_What the task requires_: Below are entries; output exactly the lines from the one with "point: girl in" to the one with "point: blue hoodie", both included, and nothing else.

[Collection entries]
::::::

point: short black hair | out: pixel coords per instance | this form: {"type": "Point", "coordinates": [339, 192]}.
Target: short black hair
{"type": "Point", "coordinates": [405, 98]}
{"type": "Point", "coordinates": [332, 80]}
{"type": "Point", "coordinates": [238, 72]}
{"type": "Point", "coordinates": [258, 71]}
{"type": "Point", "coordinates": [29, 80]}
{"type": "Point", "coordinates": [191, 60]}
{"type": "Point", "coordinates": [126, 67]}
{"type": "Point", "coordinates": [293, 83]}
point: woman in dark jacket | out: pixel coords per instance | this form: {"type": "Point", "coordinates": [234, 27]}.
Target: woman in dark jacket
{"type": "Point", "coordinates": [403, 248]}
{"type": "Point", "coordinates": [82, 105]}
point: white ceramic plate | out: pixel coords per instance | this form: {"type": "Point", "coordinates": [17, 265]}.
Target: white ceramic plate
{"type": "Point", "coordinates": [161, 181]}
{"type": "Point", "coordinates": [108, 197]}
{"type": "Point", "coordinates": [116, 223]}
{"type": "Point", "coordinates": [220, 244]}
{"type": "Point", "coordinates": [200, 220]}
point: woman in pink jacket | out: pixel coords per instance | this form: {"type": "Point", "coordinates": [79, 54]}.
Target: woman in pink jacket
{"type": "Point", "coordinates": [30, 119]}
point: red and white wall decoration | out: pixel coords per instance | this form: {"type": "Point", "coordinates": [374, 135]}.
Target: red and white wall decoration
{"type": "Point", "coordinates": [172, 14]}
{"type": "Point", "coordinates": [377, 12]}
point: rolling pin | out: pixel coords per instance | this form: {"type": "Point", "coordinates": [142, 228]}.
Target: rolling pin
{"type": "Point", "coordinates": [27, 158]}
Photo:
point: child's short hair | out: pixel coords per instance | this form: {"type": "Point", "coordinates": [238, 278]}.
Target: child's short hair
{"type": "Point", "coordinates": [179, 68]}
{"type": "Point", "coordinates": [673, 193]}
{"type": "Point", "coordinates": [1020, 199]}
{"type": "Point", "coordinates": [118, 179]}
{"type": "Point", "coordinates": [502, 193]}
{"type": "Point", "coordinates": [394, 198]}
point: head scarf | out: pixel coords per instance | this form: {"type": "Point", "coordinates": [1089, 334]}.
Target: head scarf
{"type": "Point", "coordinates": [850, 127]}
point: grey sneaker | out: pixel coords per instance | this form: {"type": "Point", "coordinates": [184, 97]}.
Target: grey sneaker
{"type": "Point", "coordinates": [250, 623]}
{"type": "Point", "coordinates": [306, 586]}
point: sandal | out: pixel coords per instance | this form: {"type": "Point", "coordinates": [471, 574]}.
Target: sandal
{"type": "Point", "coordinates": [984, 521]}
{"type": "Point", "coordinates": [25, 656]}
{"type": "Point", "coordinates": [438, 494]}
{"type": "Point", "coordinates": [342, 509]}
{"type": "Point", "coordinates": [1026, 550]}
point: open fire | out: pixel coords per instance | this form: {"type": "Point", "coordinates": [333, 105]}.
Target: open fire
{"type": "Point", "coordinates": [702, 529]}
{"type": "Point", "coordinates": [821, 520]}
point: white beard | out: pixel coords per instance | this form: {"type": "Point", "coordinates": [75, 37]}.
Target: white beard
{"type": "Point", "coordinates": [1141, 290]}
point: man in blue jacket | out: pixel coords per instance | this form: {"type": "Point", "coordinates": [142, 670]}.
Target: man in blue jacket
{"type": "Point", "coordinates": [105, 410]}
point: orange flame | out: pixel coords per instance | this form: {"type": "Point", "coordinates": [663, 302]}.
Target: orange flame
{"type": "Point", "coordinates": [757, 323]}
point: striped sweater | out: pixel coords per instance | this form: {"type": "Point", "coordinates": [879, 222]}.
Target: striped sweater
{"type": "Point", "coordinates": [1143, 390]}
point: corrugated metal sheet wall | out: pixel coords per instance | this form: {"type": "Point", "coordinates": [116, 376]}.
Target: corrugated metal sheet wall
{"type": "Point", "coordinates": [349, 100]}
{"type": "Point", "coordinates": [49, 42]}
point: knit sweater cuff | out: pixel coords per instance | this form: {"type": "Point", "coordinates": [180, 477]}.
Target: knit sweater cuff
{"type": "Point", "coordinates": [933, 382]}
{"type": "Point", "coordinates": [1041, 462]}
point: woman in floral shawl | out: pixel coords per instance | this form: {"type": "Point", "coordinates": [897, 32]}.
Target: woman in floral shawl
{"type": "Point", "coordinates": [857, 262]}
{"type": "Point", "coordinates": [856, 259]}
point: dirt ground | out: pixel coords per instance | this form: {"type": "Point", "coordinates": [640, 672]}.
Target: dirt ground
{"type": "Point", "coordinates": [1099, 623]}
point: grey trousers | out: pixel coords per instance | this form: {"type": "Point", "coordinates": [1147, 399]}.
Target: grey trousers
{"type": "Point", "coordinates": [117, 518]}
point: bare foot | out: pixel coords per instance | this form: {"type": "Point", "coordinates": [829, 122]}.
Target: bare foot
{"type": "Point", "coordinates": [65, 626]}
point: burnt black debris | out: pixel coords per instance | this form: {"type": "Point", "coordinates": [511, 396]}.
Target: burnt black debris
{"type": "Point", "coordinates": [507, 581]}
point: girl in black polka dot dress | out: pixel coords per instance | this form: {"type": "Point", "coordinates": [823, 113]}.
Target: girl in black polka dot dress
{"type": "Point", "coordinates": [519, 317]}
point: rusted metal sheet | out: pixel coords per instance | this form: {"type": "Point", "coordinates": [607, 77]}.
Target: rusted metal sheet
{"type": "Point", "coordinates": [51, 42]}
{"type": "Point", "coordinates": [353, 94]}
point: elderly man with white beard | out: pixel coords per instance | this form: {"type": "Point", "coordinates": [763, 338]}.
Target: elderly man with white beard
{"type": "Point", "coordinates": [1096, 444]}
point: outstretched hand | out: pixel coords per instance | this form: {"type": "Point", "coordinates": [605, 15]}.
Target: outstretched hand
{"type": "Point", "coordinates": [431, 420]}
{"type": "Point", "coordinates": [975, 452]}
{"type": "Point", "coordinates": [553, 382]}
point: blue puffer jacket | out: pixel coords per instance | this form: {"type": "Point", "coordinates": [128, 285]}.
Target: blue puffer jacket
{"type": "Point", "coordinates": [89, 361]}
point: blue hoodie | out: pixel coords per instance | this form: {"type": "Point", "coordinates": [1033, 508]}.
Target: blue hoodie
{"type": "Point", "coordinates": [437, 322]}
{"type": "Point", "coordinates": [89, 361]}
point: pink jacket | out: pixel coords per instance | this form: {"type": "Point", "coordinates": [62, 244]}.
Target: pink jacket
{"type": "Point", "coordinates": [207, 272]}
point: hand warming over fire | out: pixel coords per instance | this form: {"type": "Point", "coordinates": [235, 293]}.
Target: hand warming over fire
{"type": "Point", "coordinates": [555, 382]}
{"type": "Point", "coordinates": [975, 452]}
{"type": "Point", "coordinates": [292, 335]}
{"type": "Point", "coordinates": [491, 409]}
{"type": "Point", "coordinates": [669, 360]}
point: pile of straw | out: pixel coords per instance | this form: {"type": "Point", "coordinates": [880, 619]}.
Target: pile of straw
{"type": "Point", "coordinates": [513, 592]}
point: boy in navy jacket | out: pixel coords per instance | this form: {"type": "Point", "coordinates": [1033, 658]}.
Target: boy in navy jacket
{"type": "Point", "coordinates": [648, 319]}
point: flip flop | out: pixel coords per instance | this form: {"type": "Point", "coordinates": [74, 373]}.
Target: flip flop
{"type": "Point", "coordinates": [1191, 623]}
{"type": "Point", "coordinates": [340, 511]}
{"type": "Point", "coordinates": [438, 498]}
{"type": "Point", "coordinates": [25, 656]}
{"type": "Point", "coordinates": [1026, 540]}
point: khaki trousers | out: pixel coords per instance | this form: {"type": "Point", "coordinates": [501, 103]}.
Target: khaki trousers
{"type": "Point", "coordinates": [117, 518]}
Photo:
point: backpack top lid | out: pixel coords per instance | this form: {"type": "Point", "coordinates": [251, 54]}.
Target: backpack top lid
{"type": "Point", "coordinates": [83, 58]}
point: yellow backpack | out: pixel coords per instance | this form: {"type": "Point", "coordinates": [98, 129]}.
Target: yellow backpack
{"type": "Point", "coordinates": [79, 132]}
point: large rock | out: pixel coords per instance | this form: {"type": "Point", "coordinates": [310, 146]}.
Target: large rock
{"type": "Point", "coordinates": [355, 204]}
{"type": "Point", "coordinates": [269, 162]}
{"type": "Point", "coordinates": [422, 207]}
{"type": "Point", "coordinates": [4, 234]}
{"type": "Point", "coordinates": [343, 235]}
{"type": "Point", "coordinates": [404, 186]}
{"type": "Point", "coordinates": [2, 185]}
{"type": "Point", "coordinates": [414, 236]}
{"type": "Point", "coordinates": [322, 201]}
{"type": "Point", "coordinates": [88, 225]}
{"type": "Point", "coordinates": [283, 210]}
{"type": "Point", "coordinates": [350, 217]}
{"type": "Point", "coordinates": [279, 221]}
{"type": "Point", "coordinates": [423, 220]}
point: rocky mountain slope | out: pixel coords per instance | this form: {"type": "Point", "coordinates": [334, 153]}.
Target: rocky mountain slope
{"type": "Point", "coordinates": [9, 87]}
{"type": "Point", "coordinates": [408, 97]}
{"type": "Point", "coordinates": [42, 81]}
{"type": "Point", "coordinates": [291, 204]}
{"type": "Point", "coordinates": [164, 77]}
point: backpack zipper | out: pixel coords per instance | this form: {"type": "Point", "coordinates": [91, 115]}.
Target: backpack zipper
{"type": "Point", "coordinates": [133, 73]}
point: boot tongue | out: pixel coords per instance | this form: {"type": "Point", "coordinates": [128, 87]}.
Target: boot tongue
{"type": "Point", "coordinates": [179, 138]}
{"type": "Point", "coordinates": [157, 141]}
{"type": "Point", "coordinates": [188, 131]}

::::::

_The answer_:
point: girl in black polka dot dress | out: pixel coords per instance | this form: {"type": "Point", "coordinates": [823, 113]}.
Target: girl in black polka dot dress
{"type": "Point", "coordinates": [519, 317]}
point: rusted metal sheet | out: pixel coords per instance | this form: {"type": "Point", "coordinates": [607, 77]}.
Target: rusted metal sheet
{"type": "Point", "coordinates": [51, 42]}
{"type": "Point", "coordinates": [353, 94]}
point: elderly man with white beard | out: pixel coords per instance | this form: {"type": "Point", "coordinates": [763, 338]}.
Target: elderly man with white beard
{"type": "Point", "coordinates": [1096, 444]}
point: outstretched hand | out: pixel coords per instance | this form: {"type": "Point", "coordinates": [605, 15]}.
Target: outstretched hand
{"type": "Point", "coordinates": [431, 420]}
{"type": "Point", "coordinates": [975, 452]}
{"type": "Point", "coordinates": [553, 382]}
point: blue puffer jacket | out: pixel coords per instance | this form: {"type": "Point", "coordinates": [128, 285]}.
Target: blue puffer jacket
{"type": "Point", "coordinates": [89, 361]}
point: blue hoodie | out: pixel coords per instance | this form: {"type": "Point", "coordinates": [1033, 508]}.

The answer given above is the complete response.